REQUIREMENT >>
Quote every one of the following items verbatim, from the first through the last.
-- START OF GIVEN ENTRIES --
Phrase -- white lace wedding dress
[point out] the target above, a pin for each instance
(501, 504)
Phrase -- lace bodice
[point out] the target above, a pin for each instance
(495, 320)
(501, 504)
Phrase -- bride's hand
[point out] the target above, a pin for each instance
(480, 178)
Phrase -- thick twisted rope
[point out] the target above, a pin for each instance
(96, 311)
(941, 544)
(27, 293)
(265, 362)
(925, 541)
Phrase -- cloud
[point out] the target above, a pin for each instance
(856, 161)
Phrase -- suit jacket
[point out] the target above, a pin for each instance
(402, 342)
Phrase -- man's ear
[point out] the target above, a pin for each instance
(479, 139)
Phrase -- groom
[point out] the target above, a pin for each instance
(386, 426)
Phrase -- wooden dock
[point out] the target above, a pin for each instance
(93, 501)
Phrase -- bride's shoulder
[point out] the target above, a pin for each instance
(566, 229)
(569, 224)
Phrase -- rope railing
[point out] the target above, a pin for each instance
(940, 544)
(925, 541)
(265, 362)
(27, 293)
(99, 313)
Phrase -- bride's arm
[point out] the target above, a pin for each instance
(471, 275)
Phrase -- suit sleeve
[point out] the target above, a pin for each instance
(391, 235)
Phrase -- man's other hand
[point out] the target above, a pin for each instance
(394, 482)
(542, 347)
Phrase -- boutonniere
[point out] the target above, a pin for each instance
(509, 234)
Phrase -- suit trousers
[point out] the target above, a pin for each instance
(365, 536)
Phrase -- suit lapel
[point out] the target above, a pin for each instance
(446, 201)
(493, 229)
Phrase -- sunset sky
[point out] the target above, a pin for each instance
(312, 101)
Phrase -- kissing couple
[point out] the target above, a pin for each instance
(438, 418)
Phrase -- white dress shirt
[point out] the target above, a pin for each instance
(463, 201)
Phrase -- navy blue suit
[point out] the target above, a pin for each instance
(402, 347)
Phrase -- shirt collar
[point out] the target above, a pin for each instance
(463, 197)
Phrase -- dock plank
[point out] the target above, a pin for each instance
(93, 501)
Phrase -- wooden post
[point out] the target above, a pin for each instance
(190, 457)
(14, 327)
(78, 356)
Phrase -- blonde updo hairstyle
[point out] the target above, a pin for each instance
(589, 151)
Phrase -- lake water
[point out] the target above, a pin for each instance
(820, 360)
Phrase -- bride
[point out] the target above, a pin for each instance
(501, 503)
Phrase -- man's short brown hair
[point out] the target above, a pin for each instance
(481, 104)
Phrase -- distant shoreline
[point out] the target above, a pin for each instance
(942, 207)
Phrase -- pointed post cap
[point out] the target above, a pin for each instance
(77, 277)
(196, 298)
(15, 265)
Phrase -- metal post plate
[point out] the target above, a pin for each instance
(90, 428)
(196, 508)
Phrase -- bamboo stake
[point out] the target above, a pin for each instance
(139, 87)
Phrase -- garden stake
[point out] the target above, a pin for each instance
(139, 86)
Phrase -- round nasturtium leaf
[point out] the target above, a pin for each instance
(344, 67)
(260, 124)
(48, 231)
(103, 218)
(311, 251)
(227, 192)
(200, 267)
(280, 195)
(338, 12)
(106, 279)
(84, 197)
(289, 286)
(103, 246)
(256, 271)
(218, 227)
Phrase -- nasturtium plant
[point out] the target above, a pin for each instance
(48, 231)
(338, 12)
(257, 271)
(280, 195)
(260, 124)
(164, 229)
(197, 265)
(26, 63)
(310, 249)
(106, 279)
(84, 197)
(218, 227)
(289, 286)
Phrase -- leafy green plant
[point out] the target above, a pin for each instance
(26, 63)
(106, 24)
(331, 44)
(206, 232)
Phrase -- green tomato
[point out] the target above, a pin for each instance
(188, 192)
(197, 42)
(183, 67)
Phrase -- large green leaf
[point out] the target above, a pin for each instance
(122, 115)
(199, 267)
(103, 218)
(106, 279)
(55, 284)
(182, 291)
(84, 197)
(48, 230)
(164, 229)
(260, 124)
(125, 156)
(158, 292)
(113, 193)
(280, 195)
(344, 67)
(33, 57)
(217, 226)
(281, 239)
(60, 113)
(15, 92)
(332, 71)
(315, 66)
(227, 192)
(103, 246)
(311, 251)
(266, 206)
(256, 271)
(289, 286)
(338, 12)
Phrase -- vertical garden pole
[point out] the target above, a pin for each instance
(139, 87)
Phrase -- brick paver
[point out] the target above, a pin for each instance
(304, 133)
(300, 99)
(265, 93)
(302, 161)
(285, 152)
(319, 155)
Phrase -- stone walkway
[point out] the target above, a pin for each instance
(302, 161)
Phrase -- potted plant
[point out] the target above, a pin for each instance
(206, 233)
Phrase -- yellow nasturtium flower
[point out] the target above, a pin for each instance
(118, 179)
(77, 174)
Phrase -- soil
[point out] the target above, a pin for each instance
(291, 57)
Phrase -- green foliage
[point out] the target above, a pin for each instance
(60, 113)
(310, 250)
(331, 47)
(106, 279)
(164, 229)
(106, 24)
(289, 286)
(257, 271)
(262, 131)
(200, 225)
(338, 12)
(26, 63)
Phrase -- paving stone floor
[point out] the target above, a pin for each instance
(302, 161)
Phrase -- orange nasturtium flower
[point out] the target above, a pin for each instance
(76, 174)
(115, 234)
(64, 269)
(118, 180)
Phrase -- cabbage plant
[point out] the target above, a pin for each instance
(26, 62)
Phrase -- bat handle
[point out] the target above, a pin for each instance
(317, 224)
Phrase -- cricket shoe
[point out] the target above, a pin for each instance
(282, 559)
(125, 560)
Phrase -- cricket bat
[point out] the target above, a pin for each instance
-- END OF GIVEN ENTRIES --
TASK RESULT >>
Phrase -- white lace wedding dress
[point out] the target above, a pin for each instance
(501, 504)
Phrase -- lace bodice
[point out] the target above, a pin for each instance
(495, 320)
(501, 504)
Phrase -- bride's hand
[point out] the target above, a pin for each instance
(480, 178)
Phrase -- thick twisted rope
[point out] the target above, a pin for each instance
(96, 311)
(941, 544)
(27, 293)
(265, 362)
(925, 541)
Phrase -- cloud
[point out] the target above, a pin for each instance
(856, 161)
Phrase -- suit jacket
[point out] the target above, a pin for each instance
(402, 342)
Phrase -- man's ear
[point out] the target above, a pin for each instance
(479, 139)
Phrase -- groom
[point out] the target above, a pin for each instance
(386, 426)
Phrase -- wooden dock
[point out] the target above, a pin for each instance
(93, 501)
Phrase -- bride's shoulder
[point out] the target above, a pin for each instance
(566, 229)
(569, 224)
Phrase -- rope railing
[point out] the target above, a pin for each instance
(940, 544)
(925, 541)
(265, 362)
(27, 293)
(99, 313)
Phrase -- bride's arm
[point out] the target above, a pin for each instance
(471, 275)
Phrase -- suit sleeve
[point out] the target above, a pin for each instance
(391, 235)
Phrase -- man's other hand
[point out] the target above, a pin for each instance
(394, 482)
(542, 347)
Phrase -- boutonniere
[point out] the target above, a pin for each instance
(509, 234)
Phrase -- suit trousers
[point out] the target above, a pin for each instance
(365, 536)
Phrase -- suit lapel
[point out] the target above, a pin for each instance
(446, 201)
(493, 229)
Phrase -- sunset sky
[point out] the target above, a pin for each instance
(312, 101)
Phrase -- kissing couple
[point out] the target above, a pin for each instance
(438, 418)
Phrase -- white dress shirt
[point out] the target above, a pin for each instance
(463, 201)
Phrase -- navy blue suit
[point out] the target above, a pin for each instance
(402, 347)
Phrase -- shirt collar
[point out] the target above, a pin for each instance
(463, 197)
Phrase -- dock plank
[point out] the target above, a pin for each instance
(93, 501)
Phrase -- wooden post
[point out] the target above, a pin for each instance
(190, 457)
(14, 327)
(78, 356)
Phrase -- blonde updo hairstyle
[point out] the target above, a pin for each instance
(589, 151)
Phrase -- lake water
[point out] the target above, a pin for each instance
(820, 360)
Phrase -- bride
[point out] the target above, a pin for each instance
(501, 503)
Phrase -- man's short brown hair
[point out] the target above, a pin for each instance
(481, 104)
Phrase -- distant shoreline
[point out] the target above, a pin for each instance
(942, 207)
Phrase -- pointed post cap
[point out] the target above, a pin for each instance
(77, 277)
(196, 298)
(15, 265)
Phrase -- metal post plate
[point out] the target above, a pin for each instance
(90, 428)
(196, 508)
Phrase -- bamboo stake
[point out] the target above, a pin for each instance
(139, 87)
Phrase -- garden stake
[point out] the target above, a pin for each instance
(139, 86)
Phrase -- round nasturtium leaf
[point out] the target above, a pin for each instance
(344, 67)
(260, 124)
(48, 231)
(103, 218)
(311, 251)
(227, 192)
(200, 267)
(280, 195)
(338, 12)
(106, 279)
(84, 197)
(289, 286)
(103, 246)
(256, 271)
(218, 227)
Phrase -- nasturtium plant
[point out] the target above, a pin for each instance
(48, 231)
(338, 12)
(257, 271)
(280, 195)
(260, 124)
(164, 229)
(197, 265)
(26, 63)
(310, 249)
(106, 279)
(84, 197)
(218, 227)
(289, 286)
Phrase -- leafy green plant
[point out] the target above, a pin for each instance
(26, 63)
(106, 24)
(331, 44)
(206, 232)
Phrase -- green tomato
[point out] the target above, a pin for each instance
(188, 192)
(197, 42)
(183, 67)
Phrase -- large green leaf
[point out] the target above, a pin for each instance
(122, 115)
(199, 267)
(103, 218)
(106, 279)
(55, 284)
(182, 291)
(84, 197)
(48, 230)
(164, 229)
(260, 124)
(125, 156)
(158, 292)
(113, 193)
(280, 195)
(344, 67)
(33, 57)
(217, 226)
(281, 239)
(60, 113)
(15, 92)
(332, 71)
(315, 66)
(227, 192)
(103, 246)
(311, 251)
(266, 206)
(256, 271)
(289, 286)
(338, 12)
Phrase -- vertical garden pole
[point out] the target above, a pin for each instance
(139, 87)
Phrase -- brick paver
[point out] the target above, a pin for each instance
(304, 133)
(300, 99)
(265, 93)
(302, 161)
(285, 152)
(319, 155)
Phrase -- stone walkway
[point out] the target above, a pin for each instance
(302, 161)
Phrase -- potted plant
[point out] the target above, a pin for each instance
(206, 233)
Phrase -- yellow nasturtium flower
[point out] the target above, a pin for each instance
(118, 179)
(77, 174)
Phrase -- soil
[point out] the target above, a pin for each instance
(291, 57)
Phrase -- green foliage
[point out] the target above, a pin for each instance
(60, 113)
(310, 250)
(331, 47)
(106, 279)
(164, 229)
(106, 24)
(289, 286)
(257, 271)
(262, 131)
(200, 225)
(338, 12)
(26, 63)
Phrase -- paving stone floor
[point out] the target above, a pin for each instance
(302, 161)
Phrase -- orange nasturtium flower
[point out] the target above, a pin for each instance
(76, 174)
(115, 234)
(64, 269)
(118, 180)
Phrase -- cabbage plant
[point out] the target above, a pin for each instance
(26, 62)
Phrase -- bat handle
[point out] the target above, a pin for each instance
(317, 224)
Phrase -- cricket shoe
[point out] the target above, a pin for each instance
(282, 559)
(125, 560)
Phrase -- cricket bat
[point out] the target above, a pin for each instance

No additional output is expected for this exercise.